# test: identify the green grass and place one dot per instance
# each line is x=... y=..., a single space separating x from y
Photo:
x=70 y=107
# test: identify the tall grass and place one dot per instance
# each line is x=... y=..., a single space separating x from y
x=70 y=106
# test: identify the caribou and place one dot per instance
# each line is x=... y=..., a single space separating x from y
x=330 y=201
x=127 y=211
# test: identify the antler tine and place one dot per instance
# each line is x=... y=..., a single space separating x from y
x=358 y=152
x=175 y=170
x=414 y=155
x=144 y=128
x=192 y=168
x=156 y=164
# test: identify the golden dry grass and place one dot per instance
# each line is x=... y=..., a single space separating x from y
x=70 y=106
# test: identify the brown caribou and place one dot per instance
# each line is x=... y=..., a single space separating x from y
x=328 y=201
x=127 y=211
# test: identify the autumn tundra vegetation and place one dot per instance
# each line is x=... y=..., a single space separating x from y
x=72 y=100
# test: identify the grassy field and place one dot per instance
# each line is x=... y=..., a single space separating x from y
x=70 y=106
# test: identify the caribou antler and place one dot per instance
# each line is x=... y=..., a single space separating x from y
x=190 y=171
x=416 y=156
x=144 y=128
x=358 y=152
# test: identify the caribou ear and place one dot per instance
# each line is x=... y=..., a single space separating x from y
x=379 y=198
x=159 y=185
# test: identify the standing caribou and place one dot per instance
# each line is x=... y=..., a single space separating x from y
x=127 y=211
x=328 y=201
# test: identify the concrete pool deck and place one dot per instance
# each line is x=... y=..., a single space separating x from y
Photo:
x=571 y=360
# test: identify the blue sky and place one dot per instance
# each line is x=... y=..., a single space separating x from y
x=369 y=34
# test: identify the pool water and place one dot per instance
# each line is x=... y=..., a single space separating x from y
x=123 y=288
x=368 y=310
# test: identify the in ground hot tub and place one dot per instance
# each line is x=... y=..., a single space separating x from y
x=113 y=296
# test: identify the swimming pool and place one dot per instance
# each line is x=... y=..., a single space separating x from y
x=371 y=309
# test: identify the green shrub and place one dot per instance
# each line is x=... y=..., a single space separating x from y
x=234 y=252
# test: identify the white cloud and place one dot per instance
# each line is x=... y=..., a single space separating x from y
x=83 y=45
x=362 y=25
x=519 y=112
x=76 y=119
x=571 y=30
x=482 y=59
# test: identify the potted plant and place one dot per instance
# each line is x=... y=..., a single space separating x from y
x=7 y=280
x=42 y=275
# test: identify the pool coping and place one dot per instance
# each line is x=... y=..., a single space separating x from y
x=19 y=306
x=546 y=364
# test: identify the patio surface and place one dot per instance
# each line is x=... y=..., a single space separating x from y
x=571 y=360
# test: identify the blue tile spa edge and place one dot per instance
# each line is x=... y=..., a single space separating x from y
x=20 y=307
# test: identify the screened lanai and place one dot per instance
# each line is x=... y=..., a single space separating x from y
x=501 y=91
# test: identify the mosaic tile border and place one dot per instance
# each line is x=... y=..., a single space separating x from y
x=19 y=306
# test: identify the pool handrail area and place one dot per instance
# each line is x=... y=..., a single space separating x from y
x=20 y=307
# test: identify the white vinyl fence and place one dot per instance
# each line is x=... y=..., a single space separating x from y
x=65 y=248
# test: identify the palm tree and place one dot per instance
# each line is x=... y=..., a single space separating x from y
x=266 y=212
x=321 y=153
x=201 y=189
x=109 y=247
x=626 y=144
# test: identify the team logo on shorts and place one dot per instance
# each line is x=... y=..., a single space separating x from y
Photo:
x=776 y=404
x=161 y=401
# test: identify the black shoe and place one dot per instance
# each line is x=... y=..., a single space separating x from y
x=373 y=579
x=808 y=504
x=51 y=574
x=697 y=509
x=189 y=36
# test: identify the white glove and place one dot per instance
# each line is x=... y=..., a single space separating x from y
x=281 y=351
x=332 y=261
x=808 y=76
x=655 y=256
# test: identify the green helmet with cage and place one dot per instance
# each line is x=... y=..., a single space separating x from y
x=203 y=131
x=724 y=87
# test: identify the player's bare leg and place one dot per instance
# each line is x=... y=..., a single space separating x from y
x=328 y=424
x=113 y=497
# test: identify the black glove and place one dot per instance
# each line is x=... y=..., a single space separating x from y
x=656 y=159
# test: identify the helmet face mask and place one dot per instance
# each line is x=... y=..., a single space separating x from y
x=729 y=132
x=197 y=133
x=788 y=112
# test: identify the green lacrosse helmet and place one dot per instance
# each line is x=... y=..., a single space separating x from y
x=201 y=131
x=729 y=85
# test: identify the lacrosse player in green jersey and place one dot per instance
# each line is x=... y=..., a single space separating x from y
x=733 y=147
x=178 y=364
====
§ STATED PROBLEM: Each line of the listing above should be output exactly.

§ EXERCISE RESULT:
# test: identify the green grass and place one dot per instance
# each line is x=... y=..., a single space separating x from y
Photo:
x=70 y=107
# test: identify the tall grass and place one dot per instance
# each line is x=... y=..., a single space separating x from y
x=70 y=106
# test: identify the caribou and place one dot per instance
# each line is x=... y=..., a single space separating x from y
x=330 y=201
x=127 y=211
# test: identify the antler tine and place one dot per instance
# each line is x=... y=..., a single space separating x from y
x=358 y=152
x=175 y=170
x=414 y=155
x=144 y=128
x=192 y=168
x=156 y=164
# test: identify the golden dry grass and place one dot per instance
# each line is x=... y=..., a single space separating x from y
x=70 y=106
# test: identify the brown caribou and place one dot per instance
# each line is x=... y=..., a single space separating x from y
x=328 y=201
x=127 y=211
# test: identify the autumn tundra vegetation and place one dot per instance
# each line is x=... y=..., a single space separating x from y
x=72 y=100
# test: identify the grassy field and place one dot per instance
# each line is x=... y=..., a single space separating x from y
x=70 y=106
# test: identify the caribou antler and place one dot per instance
# each line is x=... y=..., a single space separating x from y
x=190 y=171
x=416 y=156
x=144 y=128
x=358 y=152
# test: identify the caribou ear and place one dot per instance
# each line is x=... y=..., a single space separating x from y
x=379 y=198
x=159 y=185
# test: identify the standing caribou and place one dot per instance
# each line is x=... y=..., a single space separating x from y
x=127 y=211
x=328 y=201
# test: identify the concrete pool deck and place one dot per instance
# each line is x=... y=..., a single space separating x from y
Photo:
x=571 y=360
# test: identify the blue sky and place one dot per instance
# each line is x=... y=..., a single space separating x from y
x=369 y=34
# test: identify the pool water and place one dot per instance
# each line is x=... y=..., a single space separating x from y
x=123 y=288
x=368 y=310
# test: identify the in ground hot tub and place one dot per instance
# each line is x=... y=..., a single space separating x from y
x=113 y=296
# test: identify the swimming pool and place one dot per instance
# each line is x=... y=..., a single space separating x from y
x=371 y=309
# test: identify the green shrub and place one dot per instance
# each line is x=... y=..., a single space separating x from y
x=234 y=252
# test: identify the white cloud and place one dot per instance
# each line is x=... y=..., a single space separating x from y
x=83 y=45
x=362 y=25
x=519 y=112
x=76 y=119
x=571 y=30
x=482 y=59
# test: identify the potted plant and place one dot per instance
# each line is x=... y=..., a single space separating x from y
x=7 y=280
x=42 y=275
# test: identify the pool coping and place one dot per instance
# each line is x=... y=..., a single space separating x from y
x=19 y=306
x=546 y=364
# test: identify the patio surface and place one dot per instance
# each line is x=... y=..., a single space separating x from y
x=571 y=360
# test: identify the blue tile spa edge and place one dot per instance
# each line is x=... y=..., a single space separating x from y
x=20 y=307
# test: identify the screened lanai and place one dot per instance
# each line is x=... y=..., a single space separating x from y
x=501 y=91
# test: identify the mosaic tile border and place one dot per instance
# each line is x=... y=..., a single space separating x from y
x=19 y=306
# test: identify the pool handrail area and place one dot per instance
# each line is x=... y=..., a single space separating x from y
x=20 y=307
# test: identify the white vinyl fence and place one dot per instance
# each line is x=... y=..., a single space separating x from y
x=65 y=248
# test: identify the palm tree and place one dot per instance
# each line is x=... y=..., a single space separating x from y
x=266 y=212
x=321 y=153
x=201 y=189
x=109 y=247
x=626 y=144
# test: identify the team logo on shorts and place one dot per instance
# each line is x=... y=..., a single space separating x from y
Photo:
x=776 y=404
x=161 y=401
# test: identify the black shoe and place one dot per instance
# each line is x=... y=..., a single space separating x from y
x=373 y=579
x=808 y=504
x=51 y=574
x=697 y=509
x=189 y=36
# test: identify the white glove and place one dot per instance
# each line is x=... y=..., a single space separating x from y
x=281 y=351
x=332 y=261
x=808 y=76
x=655 y=256
# test: identify the green helmet with cage and place one dot per instance
# each line is x=... y=..., a single space separating x from y
x=203 y=131
x=724 y=87
# test: identify the player's bare leg and place one dot per instance
# each line is x=... y=..., a single space separating x from y
x=328 y=424
x=113 y=497
# test: identify the black glove and place one dot per instance
# each line is x=... y=..., a single space separating x from y
x=656 y=159
# test: identify the helmet face mask and place one dot per instance
# each line is x=... y=..., a single space separating x from y
x=729 y=132
x=197 y=133
x=788 y=112
# test: identify the green lacrosse helmet and place one dot per instance
# each line is x=... y=..., a single space separating x from y
x=201 y=131
x=729 y=85
# test: identify the lacrosse player in green jersey and place one dot per instance
# each line is x=... y=..., a single space separating x from y
x=733 y=147
x=178 y=364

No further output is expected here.